— Prompt —
Reproduce the items from the line containing "obj: breast pocket | bbox --json" through the end of the items, both ends included, with every bounding-box coordinate in the answers multiplied by 1.9 and rounded to the nearest whole number, halves rounded up. Leave everything else unchanged.

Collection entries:
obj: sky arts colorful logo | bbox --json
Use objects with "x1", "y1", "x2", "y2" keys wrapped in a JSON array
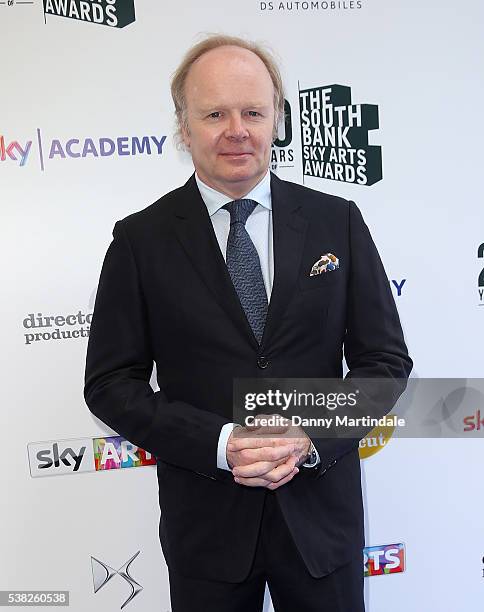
[
  {"x1": 27, "y1": 436, "x2": 156, "y2": 478},
  {"x1": 0, "y1": 128, "x2": 166, "y2": 172},
  {"x1": 363, "y1": 544, "x2": 405, "y2": 578}
]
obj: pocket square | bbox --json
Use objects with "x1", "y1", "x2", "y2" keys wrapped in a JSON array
[{"x1": 309, "y1": 253, "x2": 339, "y2": 276}]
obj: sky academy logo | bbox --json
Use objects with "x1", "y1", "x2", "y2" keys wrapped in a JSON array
[
  {"x1": 0, "y1": 128, "x2": 166, "y2": 172},
  {"x1": 43, "y1": 0, "x2": 135, "y2": 28},
  {"x1": 477, "y1": 242, "x2": 484, "y2": 306}
]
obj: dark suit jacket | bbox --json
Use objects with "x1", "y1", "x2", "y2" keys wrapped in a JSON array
[{"x1": 85, "y1": 175, "x2": 412, "y2": 582}]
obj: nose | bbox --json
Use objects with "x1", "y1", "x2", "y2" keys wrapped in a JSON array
[{"x1": 225, "y1": 113, "x2": 249, "y2": 140}]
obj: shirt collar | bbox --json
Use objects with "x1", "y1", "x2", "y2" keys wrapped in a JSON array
[{"x1": 195, "y1": 170, "x2": 272, "y2": 216}]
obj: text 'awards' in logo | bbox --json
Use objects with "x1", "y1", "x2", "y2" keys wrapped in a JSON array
[
  {"x1": 43, "y1": 0, "x2": 135, "y2": 28},
  {"x1": 363, "y1": 544, "x2": 405, "y2": 578},
  {"x1": 299, "y1": 85, "x2": 382, "y2": 185},
  {"x1": 91, "y1": 550, "x2": 143, "y2": 610}
]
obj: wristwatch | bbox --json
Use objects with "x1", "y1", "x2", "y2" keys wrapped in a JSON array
[{"x1": 303, "y1": 442, "x2": 319, "y2": 467}]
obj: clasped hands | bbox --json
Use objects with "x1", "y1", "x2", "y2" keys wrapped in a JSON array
[{"x1": 227, "y1": 414, "x2": 311, "y2": 490}]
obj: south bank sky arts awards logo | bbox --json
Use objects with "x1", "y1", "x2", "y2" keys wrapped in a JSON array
[
  {"x1": 43, "y1": 0, "x2": 135, "y2": 28},
  {"x1": 271, "y1": 85, "x2": 383, "y2": 186},
  {"x1": 299, "y1": 85, "x2": 382, "y2": 186},
  {"x1": 0, "y1": 0, "x2": 136, "y2": 28}
]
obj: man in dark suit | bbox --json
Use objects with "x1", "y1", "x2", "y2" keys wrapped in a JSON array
[{"x1": 85, "y1": 36, "x2": 412, "y2": 612}]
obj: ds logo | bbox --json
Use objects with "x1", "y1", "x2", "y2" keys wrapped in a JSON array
[{"x1": 363, "y1": 544, "x2": 405, "y2": 577}]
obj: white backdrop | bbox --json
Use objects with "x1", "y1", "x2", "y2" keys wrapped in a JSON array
[{"x1": 0, "y1": 0, "x2": 484, "y2": 612}]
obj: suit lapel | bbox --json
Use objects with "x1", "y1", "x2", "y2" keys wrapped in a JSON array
[
  {"x1": 171, "y1": 174, "x2": 307, "y2": 349},
  {"x1": 262, "y1": 173, "x2": 308, "y2": 346},
  {"x1": 175, "y1": 175, "x2": 259, "y2": 347}
]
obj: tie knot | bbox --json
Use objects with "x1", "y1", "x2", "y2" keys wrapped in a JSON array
[{"x1": 222, "y1": 200, "x2": 257, "y2": 225}]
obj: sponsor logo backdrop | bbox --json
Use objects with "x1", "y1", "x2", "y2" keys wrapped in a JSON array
[{"x1": 0, "y1": 0, "x2": 484, "y2": 612}]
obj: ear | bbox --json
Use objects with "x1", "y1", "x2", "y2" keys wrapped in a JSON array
[{"x1": 181, "y1": 121, "x2": 190, "y2": 150}]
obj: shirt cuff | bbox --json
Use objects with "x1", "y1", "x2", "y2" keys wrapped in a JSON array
[
  {"x1": 217, "y1": 423, "x2": 240, "y2": 472},
  {"x1": 302, "y1": 442, "x2": 321, "y2": 467}
]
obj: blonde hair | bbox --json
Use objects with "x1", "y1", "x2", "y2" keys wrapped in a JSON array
[{"x1": 171, "y1": 34, "x2": 284, "y2": 143}]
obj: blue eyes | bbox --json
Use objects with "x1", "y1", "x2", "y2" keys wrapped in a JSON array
[{"x1": 208, "y1": 111, "x2": 262, "y2": 119}]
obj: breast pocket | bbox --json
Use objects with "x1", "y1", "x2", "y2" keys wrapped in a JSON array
[{"x1": 299, "y1": 268, "x2": 343, "y2": 291}]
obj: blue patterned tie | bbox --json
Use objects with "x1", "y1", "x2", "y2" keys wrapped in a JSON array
[{"x1": 223, "y1": 200, "x2": 267, "y2": 344}]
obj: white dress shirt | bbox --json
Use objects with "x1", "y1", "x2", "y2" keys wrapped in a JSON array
[{"x1": 195, "y1": 170, "x2": 319, "y2": 471}]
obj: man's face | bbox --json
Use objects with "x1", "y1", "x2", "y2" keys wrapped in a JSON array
[{"x1": 182, "y1": 46, "x2": 274, "y2": 199}]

— Exercise output —
obj: breast pocket | bbox --json
Use objects with "x1", "y1", "x2", "y2" keys wrapped in a JSON array
[{"x1": 568, "y1": 509, "x2": 652, "y2": 553}]
obj: blue patterned tie | bbox --json
Use objects with "x1", "y1", "x2", "y2" keys wrapped in a JSON array
[{"x1": 424, "y1": 380, "x2": 507, "y2": 654}]
obj: white dress shirt | bbox --json
Use objects with "x1", "y1", "x2", "y2" keys wrapped in a JSON array
[{"x1": 371, "y1": 323, "x2": 606, "y2": 895}]
obj: man's face | bbox --json
Use objects with "x1", "y1", "x2", "y2" keys wrapped in a JSON array
[{"x1": 346, "y1": 87, "x2": 521, "y2": 378}]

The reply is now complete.